### TEXTO FORNECIDO
·····
Mas não devemos esquecer um detalhe
importante do Evangelho de hoje. Cristo opera o milagre da ressurreição
do jovem por compaixão pela mãe viúva. São as lágrimas da mãe, no fundo,
que moveram Cristo a realizar esse milagre, como as lágrimas de santa
Mônica moveram Cristo a converter seu filho, Santo Agostinho. As
lágrimas, as orações, as súplicas das mães pelos seus filhos – as dos
pais também, mas sobretudo as das mães – têm um grande valor e eficácia
diante de Deus. Que os pais não negligenciem as orações fervorosas pelos
filhos. Essas orações são parte integrante do dever dos pais em relação
aos filhos.
Todavia, é outra a lição principal do
Evangelho de hoje. Nós sabemos que a ressurreição do jovem filho da
viúva de Naim não é a única ressurreição que Cristo fez. Pelos
Evangelhos, sabemos que Cristo fez pelo menos três ressurreições. Mas é
bem provável que tenha feito muitas outras, pois nem tudo o que Ele fez
está escrito. Se se escrevesse tudo o que Cristo fez nem no mundo todo
poderiam caber os livros que seria preciso escrever, como nos diz São
João (Jo 21,25). Longe esteja de nós, portanto, limitar-nos à Sagrada
Escritura, desprezando a Tradição. Dizíamos, então, que são três as
ressurreições narradas nos Evangelhos. A ressurreição da filha de Jairo,
chefe de uma Sinagoga, a ressurreição do jovem filho da viúva de Naim
que acabamos de ouvir, e a ressurreição de Lázaro. A filha de Jairo foi
ressuscitada quando ainda se encontrava dentro da casa. O jovem foi
ressuscitado no caminho para ser enterrado. Lázaro foi ressuscitado
depois de 4 dias já sepultado. Cada um desses três mortos representa as
três classes de mortos que Nosso Senhor ressuscita diariamente. A morte
da filha de Jairo, ressuscitada ainda dentro de casa, representa o
pecado grave cometido por pensamento seguido de consentimento, mas que
não se traduziu em nenhum ato exterior. Pensar no mal voluntariamente,
alegrar-se com o mal cometido ou desejar fazer o mal são pecados
interiores que nos valem a morte se dizem respeito à matéria grave.
·····
Por favor, repita literalmente a parte do texto sobre a viúva de Naim, começando em "Mas não devemos" e terminando em "aos filhos.". As linhas não são necessárias para resolver este exercício.

### LINHAS DE DADOS
·····
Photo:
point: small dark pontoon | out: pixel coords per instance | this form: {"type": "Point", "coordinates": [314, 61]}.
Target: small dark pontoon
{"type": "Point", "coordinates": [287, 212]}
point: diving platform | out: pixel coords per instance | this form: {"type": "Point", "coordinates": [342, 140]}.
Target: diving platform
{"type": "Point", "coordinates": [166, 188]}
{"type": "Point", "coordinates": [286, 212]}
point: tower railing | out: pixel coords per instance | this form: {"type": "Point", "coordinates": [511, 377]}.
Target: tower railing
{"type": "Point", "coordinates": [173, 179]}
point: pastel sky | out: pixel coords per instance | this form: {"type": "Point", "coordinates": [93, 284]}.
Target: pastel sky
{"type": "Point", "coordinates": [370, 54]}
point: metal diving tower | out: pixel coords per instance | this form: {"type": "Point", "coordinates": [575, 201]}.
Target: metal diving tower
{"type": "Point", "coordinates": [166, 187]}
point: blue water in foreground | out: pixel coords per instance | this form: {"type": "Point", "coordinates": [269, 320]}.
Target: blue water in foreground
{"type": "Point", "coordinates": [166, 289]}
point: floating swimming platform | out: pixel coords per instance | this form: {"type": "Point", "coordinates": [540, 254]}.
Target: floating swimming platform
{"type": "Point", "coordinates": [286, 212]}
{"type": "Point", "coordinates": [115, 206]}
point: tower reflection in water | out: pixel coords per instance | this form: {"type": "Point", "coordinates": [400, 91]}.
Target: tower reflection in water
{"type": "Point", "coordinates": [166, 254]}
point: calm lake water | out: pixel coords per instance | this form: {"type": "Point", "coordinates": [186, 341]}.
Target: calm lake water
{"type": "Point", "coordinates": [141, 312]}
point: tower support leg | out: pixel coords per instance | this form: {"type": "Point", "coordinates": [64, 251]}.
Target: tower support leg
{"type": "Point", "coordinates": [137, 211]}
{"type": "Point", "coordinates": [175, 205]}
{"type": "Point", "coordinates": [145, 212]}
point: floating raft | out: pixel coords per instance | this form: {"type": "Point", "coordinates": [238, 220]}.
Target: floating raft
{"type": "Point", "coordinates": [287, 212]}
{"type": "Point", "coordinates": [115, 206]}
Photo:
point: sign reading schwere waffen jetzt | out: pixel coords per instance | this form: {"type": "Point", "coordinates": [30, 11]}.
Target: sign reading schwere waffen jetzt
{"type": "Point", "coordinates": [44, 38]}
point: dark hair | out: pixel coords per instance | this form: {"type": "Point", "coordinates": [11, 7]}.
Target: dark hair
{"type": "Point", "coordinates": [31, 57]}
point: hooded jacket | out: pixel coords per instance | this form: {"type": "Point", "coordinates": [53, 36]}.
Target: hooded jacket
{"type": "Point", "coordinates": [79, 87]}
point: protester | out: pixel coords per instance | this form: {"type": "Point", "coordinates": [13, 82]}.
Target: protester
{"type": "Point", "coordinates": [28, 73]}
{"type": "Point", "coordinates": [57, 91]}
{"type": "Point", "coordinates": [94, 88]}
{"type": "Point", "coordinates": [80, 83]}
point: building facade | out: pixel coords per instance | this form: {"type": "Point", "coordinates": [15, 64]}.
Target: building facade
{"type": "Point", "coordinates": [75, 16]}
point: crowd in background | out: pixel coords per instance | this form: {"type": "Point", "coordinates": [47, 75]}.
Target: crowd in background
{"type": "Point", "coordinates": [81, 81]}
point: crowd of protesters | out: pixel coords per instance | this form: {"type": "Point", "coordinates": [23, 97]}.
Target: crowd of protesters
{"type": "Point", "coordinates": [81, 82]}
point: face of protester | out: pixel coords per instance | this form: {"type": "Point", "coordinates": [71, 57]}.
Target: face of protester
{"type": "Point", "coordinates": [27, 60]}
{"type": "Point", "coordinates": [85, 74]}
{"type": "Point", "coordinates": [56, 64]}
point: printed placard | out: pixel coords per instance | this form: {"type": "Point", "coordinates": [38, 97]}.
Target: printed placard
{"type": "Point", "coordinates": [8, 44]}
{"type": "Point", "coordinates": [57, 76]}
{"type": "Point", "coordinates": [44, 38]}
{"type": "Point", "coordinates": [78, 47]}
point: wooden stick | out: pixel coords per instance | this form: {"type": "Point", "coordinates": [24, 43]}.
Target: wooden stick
·····
### RESPOSTA
Mas não devemos esquecer um detalhe
importante do Evangelho de hoje. Cristo opera o milagre da ressurreição
do jovem por compaixão pela mãe viúva. São as lágrimas da mãe, no fundo,
que moveram Cristo a realizar esse milagre, como as lágrimas de santa
Mônica moveram Cristo a converter seu filho, Santo Agostinho. As
lágrimas, as orações, as súplicas das mães pelos seus filhos – as dos
pais também, mas sobretudo as das mães – têm um grande valor e eficácia
diante de Deus. Que os pais não negligenciem as orações fervorosas pelos
filhos. Essas orações são parte integrante do dever dos pais em relação
aos filhos.